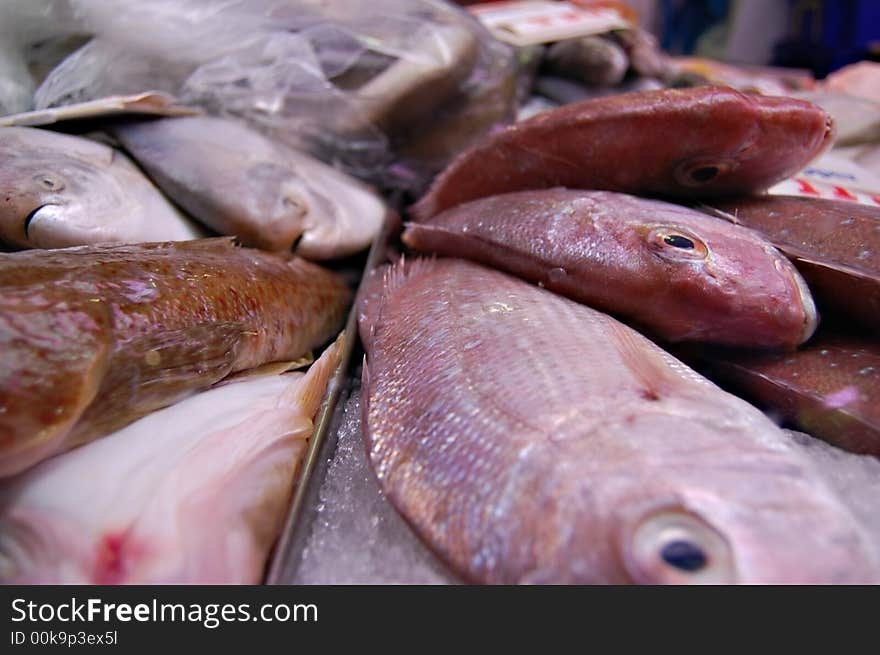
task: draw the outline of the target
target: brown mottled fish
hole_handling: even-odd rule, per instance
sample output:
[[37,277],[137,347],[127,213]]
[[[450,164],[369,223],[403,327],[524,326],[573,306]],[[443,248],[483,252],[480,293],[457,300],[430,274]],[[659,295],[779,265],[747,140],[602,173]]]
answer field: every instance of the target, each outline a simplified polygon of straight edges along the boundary
[[772,186],[825,150],[831,118],[786,97],[724,87],[576,102],[466,150],[414,206],[417,220],[468,200],[555,186],[706,198]]
[[878,580],[782,430],[622,323],[462,260],[366,284],[372,465],[468,580]]
[[708,211],[763,234],[798,267],[820,304],[880,328],[880,208],[768,195]]
[[0,476],[339,328],[333,273],[230,239],[0,258]]
[[0,583],[259,584],[340,345],[6,481]]
[[126,122],[113,134],[156,184],[244,245],[309,259],[368,247],[385,216],[366,185],[242,122],[211,116]]
[[667,341],[792,349],[817,323],[806,283],[759,235],[623,193],[481,198],[410,223],[403,241],[514,273]]
[[880,456],[880,346],[820,335],[796,353],[715,354],[712,377],[840,448]]
[[0,240],[23,248],[186,241],[204,231],[121,152],[32,127],[0,128]]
- - - -
CHALLENGE:
Reproduce the lines above exactly, from the start of the records through the line that contains "[[0,476],[339,328],[333,273],[230,239],[0,258]]", both ends included. Leave the pictures out of your answer.

RESPONSE TO THE TASK:
task: draw the outline of the target
target: brown mottled fish
hole_handling: even-odd rule, per instance
sample output:
[[37,277],[137,347],[127,213]]
[[[450,164],[369,223],[403,327],[524,326],[573,306]],[[443,248],[483,252],[480,293],[457,300],[430,274]],[[659,295],[779,265],[747,140],[602,173]]]
answer field: every instance of the target, each outline a simplified polygon of straight edges along the boundary
[[772,186],[825,150],[831,118],[786,97],[724,87],[576,102],[466,150],[414,206],[417,220],[468,200],[555,186],[706,198]]
[[878,580],[782,430],[622,323],[462,260],[366,284],[372,465],[468,580]]
[[708,211],[763,234],[798,267],[820,304],[880,328],[880,208],[768,195]]
[[0,476],[339,328],[333,273],[230,239],[0,258]]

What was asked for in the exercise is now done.